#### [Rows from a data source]
- - - - -

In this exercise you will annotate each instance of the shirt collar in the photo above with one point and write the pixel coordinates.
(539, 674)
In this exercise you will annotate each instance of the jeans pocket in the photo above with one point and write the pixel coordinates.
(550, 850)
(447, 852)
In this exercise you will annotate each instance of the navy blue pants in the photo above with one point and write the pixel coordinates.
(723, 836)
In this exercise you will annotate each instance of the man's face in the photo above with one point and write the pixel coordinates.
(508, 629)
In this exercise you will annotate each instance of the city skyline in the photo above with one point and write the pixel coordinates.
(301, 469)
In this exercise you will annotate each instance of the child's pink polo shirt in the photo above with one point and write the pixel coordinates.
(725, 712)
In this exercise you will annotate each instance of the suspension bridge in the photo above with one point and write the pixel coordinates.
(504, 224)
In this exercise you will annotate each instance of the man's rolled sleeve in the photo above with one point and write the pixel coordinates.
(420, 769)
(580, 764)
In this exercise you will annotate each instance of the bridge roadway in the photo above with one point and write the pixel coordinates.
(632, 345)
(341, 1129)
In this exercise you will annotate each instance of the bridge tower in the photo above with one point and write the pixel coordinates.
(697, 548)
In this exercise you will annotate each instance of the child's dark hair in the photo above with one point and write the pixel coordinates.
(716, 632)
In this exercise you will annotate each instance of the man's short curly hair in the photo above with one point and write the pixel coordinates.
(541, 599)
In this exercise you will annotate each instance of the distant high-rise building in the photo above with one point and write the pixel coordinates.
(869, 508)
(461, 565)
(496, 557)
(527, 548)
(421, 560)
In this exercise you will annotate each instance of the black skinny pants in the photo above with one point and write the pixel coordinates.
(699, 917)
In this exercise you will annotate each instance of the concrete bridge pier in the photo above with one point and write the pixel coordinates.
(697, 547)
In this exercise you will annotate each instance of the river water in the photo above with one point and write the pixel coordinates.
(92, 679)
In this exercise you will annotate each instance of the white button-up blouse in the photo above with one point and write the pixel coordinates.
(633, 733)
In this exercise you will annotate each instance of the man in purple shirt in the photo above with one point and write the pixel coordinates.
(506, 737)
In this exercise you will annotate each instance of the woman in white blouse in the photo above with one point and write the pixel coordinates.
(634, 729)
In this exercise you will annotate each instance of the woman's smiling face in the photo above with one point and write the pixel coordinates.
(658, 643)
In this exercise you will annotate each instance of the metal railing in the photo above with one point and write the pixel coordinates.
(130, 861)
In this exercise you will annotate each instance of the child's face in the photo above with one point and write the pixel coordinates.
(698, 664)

- - - - -

#### [YOUR TASK]
Output every line from the one containing "In this exercise you will annotate each instance of the woman's" through the final line of the rows, both included, as a JSON list of strings with one string per line and blank lines omitted.

#### [RIGHT ANSWER]
[
  "In this exercise you will annotate each instance of the woman's smiling face in the photo above with one point and write the pixel coordinates.",
  "(658, 643)",
  "In this exercise you will annotate each instance of the metal railing in the photo above with one point and write the pixel coordinates.",
  "(130, 861)",
  "In this exercise you will annotate each instance of the child's face in the photo above with one point and write the pixel coordinates.",
  "(698, 664)"
]